Financial & competing interests disclosure
JC Liao and PK Wong were supported by NIH/NIAID grant U01 AI082457. The authors have no other relevant affiliations or financial involvement with any organization or entity with a financial interest in or financial conflict with the subject matter or materials discussed in the manuscript apart from those disclosed. This includes employment, consultancies, honoraria, stock ownership or options, expert testimony, grants or patents received or pending or royalties.
No writing assistance was utilized in the production of this manuscript.
Key issues
Current in vitro diagnostics require centralized laboratory, experienced personnel and large expensive equipment.
Timely diagnosis and initiation of targeted antimicrobial treatment with portable, sensitive, specific and cost-effective biosensor technologies are keys to clinical management in decentralized and resource-poor settings.
Label-free assays may allow quantitative real-time measurement, yet suffer from a significant degree of non-specific bindings and aberrant signals with analytes in complex matrices.

#### [INPUT DATA]
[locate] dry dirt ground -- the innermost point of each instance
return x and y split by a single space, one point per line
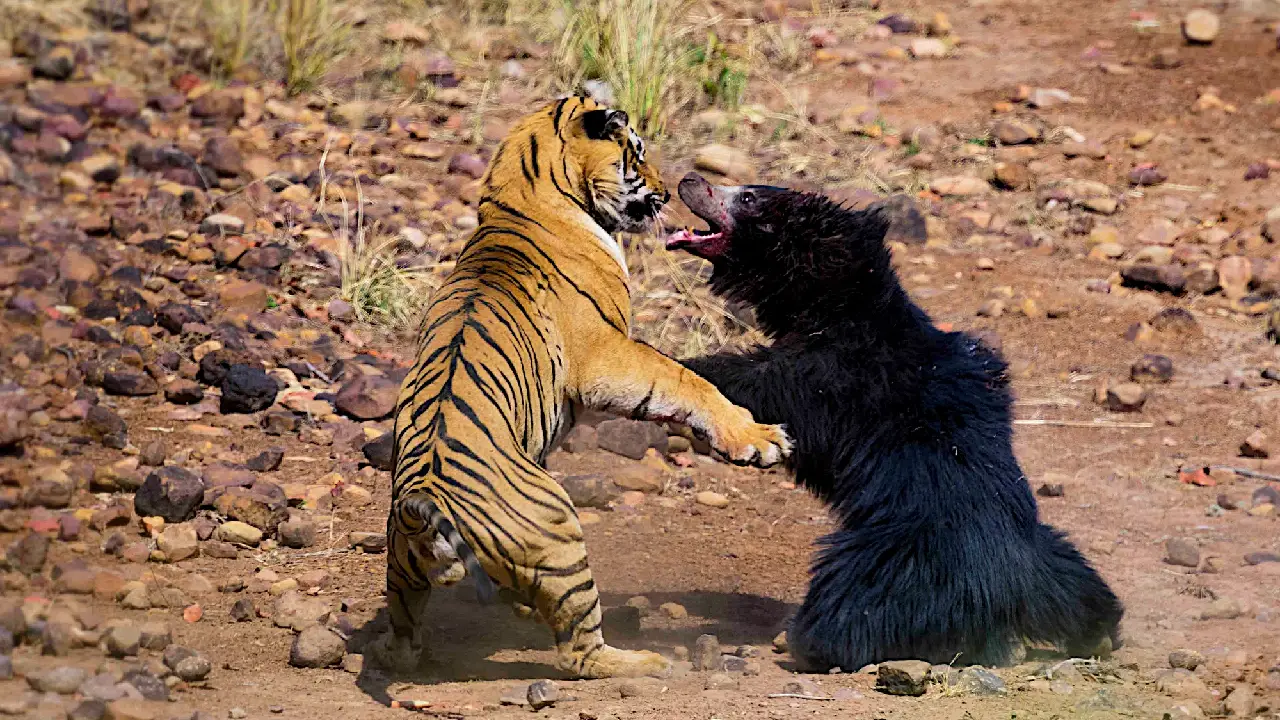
1066 324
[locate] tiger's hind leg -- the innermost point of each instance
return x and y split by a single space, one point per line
562 592
407 592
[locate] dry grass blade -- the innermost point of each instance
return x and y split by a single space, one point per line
312 37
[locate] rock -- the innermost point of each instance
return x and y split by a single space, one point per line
123 641
981 682
542 693
28 554
1257 445
155 636
1152 368
1182 551
1015 132
1125 397
297 532
960 186
266 461
673 611
129 383
220 224
1183 684
581 438
368 397
178 542
243 296
726 162
316 647
1240 702
712 499
1223 609
903 677
238 533
247 388
705 655
60 680
630 438
368 542
183 392
193 669
1201 27
243 610
131 709
1185 659
589 491
170 492
926 48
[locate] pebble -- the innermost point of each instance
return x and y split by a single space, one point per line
542 693
705 654
316 647
903 677
712 499
1185 659
1201 27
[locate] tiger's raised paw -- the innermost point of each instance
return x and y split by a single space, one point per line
615 662
753 443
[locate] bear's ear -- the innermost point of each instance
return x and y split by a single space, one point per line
604 123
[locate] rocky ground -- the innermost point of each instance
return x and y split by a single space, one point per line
192 488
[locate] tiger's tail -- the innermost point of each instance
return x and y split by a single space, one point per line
430 514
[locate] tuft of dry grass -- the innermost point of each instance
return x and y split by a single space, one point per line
639 48
383 292
312 36
229 23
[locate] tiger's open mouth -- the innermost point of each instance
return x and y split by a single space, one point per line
709 204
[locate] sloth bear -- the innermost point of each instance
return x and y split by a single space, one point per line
904 431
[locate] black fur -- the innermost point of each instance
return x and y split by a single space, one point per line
905 431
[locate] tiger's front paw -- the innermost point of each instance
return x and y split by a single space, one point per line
753 443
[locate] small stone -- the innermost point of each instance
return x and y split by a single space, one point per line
60 680
169 492
297 532
903 677
1185 659
1223 609
1125 397
712 499
1256 446
960 186
243 610
1182 551
238 533
316 647
542 693
247 388
673 610
1152 369
981 682
1201 27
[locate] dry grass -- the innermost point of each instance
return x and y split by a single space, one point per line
312 37
382 291
639 48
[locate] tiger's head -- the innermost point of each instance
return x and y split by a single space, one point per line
586 154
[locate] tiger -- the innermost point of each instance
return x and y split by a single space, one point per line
533 320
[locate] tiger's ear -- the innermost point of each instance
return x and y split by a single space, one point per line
604 123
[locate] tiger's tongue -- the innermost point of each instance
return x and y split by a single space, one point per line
686 238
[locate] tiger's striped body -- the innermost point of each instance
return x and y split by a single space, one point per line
534 318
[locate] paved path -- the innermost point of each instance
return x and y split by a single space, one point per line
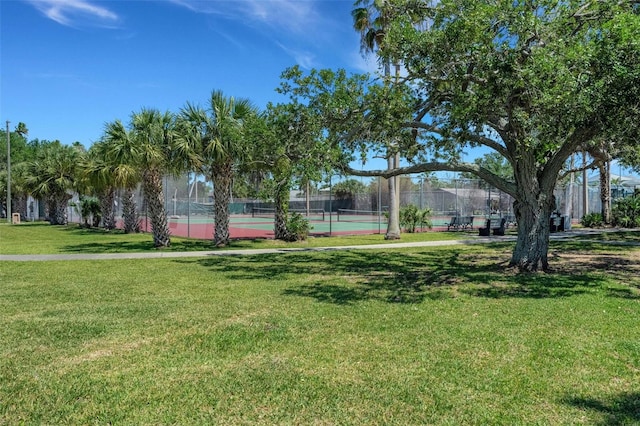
178 254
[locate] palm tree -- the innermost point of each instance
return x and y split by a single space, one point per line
51 176
101 179
218 133
371 20
119 155
153 134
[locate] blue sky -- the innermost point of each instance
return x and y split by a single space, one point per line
69 66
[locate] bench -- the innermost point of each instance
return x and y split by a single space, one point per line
460 222
495 225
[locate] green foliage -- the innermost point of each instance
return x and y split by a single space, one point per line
626 211
592 220
297 227
90 210
411 218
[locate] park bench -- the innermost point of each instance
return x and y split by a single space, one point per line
460 222
453 223
495 225
556 224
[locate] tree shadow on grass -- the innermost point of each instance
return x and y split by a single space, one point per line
405 276
622 409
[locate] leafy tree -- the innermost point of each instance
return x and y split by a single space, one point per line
371 19
216 133
529 80
20 153
495 163
288 144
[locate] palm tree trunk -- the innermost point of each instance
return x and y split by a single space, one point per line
153 192
281 211
106 205
129 213
222 177
57 204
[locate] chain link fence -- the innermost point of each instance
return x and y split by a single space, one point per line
190 198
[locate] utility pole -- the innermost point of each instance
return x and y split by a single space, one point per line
8 174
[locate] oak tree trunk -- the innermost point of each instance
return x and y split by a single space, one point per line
393 224
605 191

#### [TASKS AND EXERCISES]
[A] Return the portion of the biosensor excerpt starting at "Financial & competing" and ending at "pending or royalties.".
[B] Answer these questions from the biosensor excerpt.
(i) Which grant supported JC Liao and PK Wong?
(ii) What do current in vitro diagnostics require, according to the key issues?
(iii) What do label-free assays suffer from?
[C] Continue the biosensor excerpt from its last sentence.
The records stand apart from the biosensor excerpt and are separate material.

#### [RESULTS IN ORDER]
[A]
Financial & competing interests disclosure
JC Liao and PK Wong were supported by NIH/NIAID grant U01 AI082457. The authors have no other relevant affiliations or financial involvement with any organization or entity with a financial interest in or financial conflict with the subject matter or materials discussed in the manuscript apart from those disclosed. This includes employment, consultancies, honoraria, stock ownership or options, expert testimony, grants or patents received or pending or royalties.

[B]
(i) NIH/NIAID grant U01 AI082457.
(ii) A centralized laboratory, experienced personnel and large expensive equipment.
(iii) A significant degree of non-specific bindings and aberrant signals with analytes in complex matrices.

[C]
In labeled assays, incorporation of multiple binding events and amplification tags increase specificity and sensitivity, yet multistep protocols increase the assay complexity.
Matrix effects of clinical samples present a common problem for biosensor technologies and biosensors demonstrating promising performance with original clinical samples are rare.
Developing chip-based sample preparation strategies in microfluidic systems for enrichment of target analytes, removal of matrix inhibitors and sample volume reduction is essential for translating biosensors from laboratory to clinic.
System integration of three major modules of a biosensor, which are detection mechanism, microfluidics-based sample preparation strategies and a transducer, into a fully automated and standalone platform remains the most critical challenge for point-of-care device commercialization.